● **What you need to do**: Find each line in the listing below that contains the word "pixels", and copy those lines.

[[ Excerpted data open ]]

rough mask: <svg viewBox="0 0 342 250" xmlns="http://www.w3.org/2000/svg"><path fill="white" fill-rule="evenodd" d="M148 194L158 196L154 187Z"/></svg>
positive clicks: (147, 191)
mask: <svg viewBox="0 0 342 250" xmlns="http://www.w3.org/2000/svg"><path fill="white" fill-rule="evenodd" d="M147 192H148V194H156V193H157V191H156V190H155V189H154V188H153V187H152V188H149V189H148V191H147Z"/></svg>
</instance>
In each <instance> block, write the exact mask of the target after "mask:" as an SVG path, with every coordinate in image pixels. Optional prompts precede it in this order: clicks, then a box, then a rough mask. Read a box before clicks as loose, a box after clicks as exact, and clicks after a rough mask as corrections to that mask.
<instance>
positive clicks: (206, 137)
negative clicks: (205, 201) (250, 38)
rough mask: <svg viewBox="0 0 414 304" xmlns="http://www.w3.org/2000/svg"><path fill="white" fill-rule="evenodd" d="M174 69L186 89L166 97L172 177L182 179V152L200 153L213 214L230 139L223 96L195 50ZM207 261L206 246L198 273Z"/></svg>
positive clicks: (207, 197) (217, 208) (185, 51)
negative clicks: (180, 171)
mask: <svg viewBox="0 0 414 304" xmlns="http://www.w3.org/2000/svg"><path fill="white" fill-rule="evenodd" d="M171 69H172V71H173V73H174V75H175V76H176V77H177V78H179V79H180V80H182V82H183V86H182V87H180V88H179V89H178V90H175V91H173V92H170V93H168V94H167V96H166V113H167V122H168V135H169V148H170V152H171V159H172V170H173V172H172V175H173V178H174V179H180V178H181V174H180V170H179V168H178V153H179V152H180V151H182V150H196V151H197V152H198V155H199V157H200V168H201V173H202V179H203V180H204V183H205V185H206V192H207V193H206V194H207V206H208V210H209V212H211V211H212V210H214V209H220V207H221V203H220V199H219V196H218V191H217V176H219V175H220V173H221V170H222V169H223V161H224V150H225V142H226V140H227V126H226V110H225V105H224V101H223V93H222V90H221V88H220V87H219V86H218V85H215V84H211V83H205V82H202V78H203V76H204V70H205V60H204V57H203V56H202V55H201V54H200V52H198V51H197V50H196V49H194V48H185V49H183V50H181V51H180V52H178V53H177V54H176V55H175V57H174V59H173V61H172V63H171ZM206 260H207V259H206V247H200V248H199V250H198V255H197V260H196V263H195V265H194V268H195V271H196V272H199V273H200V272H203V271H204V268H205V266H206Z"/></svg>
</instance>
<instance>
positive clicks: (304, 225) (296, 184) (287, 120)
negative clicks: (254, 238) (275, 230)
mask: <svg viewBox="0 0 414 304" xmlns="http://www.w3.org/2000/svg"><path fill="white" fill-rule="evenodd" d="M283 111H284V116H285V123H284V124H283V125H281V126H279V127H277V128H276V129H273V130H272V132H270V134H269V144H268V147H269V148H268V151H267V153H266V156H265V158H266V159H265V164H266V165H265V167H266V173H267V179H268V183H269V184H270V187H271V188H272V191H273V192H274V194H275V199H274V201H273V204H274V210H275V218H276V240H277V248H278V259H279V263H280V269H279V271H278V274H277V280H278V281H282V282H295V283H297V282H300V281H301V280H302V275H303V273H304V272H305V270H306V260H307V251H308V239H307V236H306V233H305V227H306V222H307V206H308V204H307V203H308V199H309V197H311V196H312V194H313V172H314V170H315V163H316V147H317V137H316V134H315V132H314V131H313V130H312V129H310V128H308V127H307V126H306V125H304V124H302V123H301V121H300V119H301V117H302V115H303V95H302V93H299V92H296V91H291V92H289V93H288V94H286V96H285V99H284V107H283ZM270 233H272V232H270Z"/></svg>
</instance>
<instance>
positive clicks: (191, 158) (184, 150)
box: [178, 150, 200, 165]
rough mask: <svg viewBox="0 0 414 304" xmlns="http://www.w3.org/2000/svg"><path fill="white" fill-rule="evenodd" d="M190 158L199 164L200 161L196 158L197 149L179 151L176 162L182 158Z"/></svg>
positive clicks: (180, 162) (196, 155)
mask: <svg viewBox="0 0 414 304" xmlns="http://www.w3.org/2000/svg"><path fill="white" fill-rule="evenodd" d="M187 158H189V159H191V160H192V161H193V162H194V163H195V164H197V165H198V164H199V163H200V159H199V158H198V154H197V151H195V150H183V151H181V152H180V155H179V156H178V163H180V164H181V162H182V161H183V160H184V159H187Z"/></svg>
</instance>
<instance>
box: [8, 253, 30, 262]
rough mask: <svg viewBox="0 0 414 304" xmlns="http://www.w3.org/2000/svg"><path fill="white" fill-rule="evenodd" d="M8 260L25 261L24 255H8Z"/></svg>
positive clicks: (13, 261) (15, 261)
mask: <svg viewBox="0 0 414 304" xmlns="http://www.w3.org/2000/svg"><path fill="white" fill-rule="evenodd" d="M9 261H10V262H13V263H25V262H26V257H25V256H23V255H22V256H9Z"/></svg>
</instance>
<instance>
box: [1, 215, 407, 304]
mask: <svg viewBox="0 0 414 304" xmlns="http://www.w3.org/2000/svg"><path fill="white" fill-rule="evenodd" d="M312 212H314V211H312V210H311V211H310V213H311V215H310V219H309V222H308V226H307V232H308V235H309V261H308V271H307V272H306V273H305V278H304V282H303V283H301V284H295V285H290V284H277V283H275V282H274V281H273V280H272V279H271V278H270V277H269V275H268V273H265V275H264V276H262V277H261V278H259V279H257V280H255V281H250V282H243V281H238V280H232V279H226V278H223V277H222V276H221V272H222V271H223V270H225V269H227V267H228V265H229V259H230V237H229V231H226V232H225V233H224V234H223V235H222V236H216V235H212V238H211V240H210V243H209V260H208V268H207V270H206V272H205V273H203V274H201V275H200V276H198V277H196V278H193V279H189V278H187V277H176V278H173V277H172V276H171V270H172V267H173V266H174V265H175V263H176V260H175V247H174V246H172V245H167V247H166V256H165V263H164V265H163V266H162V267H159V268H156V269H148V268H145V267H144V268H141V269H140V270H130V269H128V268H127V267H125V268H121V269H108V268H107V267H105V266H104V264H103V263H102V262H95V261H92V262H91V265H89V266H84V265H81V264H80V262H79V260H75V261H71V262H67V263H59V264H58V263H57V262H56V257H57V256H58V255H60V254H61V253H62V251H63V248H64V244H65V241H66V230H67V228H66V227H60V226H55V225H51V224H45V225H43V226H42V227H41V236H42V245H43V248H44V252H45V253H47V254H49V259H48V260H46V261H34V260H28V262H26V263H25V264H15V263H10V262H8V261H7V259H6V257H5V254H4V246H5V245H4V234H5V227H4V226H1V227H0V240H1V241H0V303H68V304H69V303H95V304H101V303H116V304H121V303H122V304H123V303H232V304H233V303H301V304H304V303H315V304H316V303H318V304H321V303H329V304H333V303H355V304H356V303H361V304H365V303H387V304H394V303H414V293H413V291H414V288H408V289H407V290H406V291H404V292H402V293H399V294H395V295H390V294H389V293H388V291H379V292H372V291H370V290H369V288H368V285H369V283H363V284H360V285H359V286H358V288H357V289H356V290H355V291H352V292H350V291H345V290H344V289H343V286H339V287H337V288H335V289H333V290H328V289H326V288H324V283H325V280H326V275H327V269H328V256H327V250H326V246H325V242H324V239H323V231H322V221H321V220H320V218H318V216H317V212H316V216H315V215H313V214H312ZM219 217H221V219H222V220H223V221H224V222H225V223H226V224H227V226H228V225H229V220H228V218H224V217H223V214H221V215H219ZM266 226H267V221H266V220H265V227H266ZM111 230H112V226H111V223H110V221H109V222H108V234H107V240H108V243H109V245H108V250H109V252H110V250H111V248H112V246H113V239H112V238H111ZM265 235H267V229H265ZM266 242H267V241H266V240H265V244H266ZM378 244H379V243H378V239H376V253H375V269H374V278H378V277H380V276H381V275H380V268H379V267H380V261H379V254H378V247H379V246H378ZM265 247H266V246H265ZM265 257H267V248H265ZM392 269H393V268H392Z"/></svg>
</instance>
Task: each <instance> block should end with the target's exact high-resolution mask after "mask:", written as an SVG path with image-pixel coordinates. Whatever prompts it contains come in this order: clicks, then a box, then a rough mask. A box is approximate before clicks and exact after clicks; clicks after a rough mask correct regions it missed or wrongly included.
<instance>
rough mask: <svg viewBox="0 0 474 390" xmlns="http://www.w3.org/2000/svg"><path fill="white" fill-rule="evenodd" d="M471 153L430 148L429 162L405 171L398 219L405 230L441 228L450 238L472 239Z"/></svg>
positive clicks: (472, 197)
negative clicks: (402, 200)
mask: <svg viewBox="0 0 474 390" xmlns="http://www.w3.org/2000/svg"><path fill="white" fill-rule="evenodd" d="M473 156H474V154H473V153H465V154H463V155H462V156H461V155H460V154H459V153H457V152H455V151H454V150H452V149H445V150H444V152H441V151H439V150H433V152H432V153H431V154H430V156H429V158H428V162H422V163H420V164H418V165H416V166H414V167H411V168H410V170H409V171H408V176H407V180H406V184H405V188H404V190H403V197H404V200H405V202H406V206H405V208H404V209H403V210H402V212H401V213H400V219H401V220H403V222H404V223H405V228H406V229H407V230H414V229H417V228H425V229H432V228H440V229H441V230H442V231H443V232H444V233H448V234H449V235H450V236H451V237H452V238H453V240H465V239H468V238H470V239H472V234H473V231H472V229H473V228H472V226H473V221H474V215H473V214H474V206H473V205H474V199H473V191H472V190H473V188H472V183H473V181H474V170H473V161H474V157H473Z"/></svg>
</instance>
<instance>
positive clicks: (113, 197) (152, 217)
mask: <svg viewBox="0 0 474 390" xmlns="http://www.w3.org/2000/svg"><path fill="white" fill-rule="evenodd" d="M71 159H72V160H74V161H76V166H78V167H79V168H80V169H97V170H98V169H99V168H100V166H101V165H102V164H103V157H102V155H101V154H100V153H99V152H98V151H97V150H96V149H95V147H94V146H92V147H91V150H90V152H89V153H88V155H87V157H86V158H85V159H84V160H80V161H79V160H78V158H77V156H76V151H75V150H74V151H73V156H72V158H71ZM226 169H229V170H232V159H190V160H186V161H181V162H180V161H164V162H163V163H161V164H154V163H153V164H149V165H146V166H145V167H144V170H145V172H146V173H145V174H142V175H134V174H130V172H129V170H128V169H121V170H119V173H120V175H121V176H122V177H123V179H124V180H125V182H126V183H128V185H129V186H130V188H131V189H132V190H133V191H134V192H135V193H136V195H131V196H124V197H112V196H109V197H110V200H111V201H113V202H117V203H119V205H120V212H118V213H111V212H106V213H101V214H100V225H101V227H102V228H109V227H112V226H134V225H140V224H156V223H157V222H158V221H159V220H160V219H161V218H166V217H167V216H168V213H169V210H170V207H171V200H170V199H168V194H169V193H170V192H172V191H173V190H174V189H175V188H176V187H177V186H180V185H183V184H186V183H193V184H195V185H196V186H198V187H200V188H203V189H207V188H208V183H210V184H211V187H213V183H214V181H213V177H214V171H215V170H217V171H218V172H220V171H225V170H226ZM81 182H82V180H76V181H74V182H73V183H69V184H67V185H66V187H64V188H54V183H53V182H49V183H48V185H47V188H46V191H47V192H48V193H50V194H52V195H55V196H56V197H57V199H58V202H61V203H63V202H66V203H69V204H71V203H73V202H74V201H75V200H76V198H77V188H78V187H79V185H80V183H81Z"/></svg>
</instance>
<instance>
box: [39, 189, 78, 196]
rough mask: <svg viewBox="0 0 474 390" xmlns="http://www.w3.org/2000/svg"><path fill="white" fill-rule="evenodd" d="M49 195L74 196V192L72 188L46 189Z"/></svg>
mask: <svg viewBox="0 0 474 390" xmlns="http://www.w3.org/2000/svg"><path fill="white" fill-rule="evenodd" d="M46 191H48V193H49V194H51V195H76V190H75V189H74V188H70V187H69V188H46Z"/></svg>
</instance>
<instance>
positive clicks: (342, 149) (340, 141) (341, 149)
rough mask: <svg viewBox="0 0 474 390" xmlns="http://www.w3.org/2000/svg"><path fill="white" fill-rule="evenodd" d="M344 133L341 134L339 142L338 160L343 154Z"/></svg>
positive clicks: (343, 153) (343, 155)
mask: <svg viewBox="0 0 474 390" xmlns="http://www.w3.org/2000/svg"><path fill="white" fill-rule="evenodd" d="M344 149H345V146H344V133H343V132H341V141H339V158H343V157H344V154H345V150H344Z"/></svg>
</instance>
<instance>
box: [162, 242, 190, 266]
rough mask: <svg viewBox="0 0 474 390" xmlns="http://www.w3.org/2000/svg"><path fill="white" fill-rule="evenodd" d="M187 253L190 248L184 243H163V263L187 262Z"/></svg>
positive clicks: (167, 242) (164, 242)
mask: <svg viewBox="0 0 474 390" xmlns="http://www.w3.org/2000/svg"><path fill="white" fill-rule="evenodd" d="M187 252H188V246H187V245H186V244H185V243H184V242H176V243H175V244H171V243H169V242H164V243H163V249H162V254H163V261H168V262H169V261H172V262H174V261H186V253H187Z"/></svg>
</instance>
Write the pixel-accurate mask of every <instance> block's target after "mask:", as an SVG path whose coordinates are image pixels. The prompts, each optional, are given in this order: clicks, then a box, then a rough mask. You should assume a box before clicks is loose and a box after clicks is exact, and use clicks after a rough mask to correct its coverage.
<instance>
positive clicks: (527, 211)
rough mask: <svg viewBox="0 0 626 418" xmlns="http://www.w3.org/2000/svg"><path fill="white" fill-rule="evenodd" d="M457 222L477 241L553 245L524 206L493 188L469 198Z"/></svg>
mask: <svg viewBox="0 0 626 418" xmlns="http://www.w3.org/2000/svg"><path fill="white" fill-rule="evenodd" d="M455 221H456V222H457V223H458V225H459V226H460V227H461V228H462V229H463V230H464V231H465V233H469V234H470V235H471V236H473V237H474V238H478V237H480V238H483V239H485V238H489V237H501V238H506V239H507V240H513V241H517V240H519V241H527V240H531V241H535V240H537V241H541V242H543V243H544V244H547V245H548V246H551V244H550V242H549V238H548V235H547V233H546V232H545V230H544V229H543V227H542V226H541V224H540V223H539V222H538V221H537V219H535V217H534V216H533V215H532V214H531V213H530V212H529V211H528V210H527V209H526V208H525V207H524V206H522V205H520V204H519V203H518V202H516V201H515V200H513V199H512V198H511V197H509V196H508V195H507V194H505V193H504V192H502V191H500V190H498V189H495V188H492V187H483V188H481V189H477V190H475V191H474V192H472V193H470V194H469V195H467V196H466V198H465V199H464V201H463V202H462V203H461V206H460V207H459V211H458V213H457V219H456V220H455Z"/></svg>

[[ Excerpted data closed ]]

● **Exercise solution**:
In each <instance> block, write the exact mask of the target after "mask:" as an SVG path, with every coordinate in image pixels. Optional prompts precede it in this order: clicks, then a box, then a rough mask. Read a box before clicks as loose, a box after clicks as exact, and clicks after a rough mask as corrections to that mask.
Write the pixel-accurate mask of every <instance> block's target after "mask:", as an SVG path whose coordinates are image pixels. The prompts, each optional, are given in this order: clicks, then a box, then a rough mask. You should assume a box before clicks is loose and a box after clicks is exact, and use clicks after a rough mask to correct its coverage.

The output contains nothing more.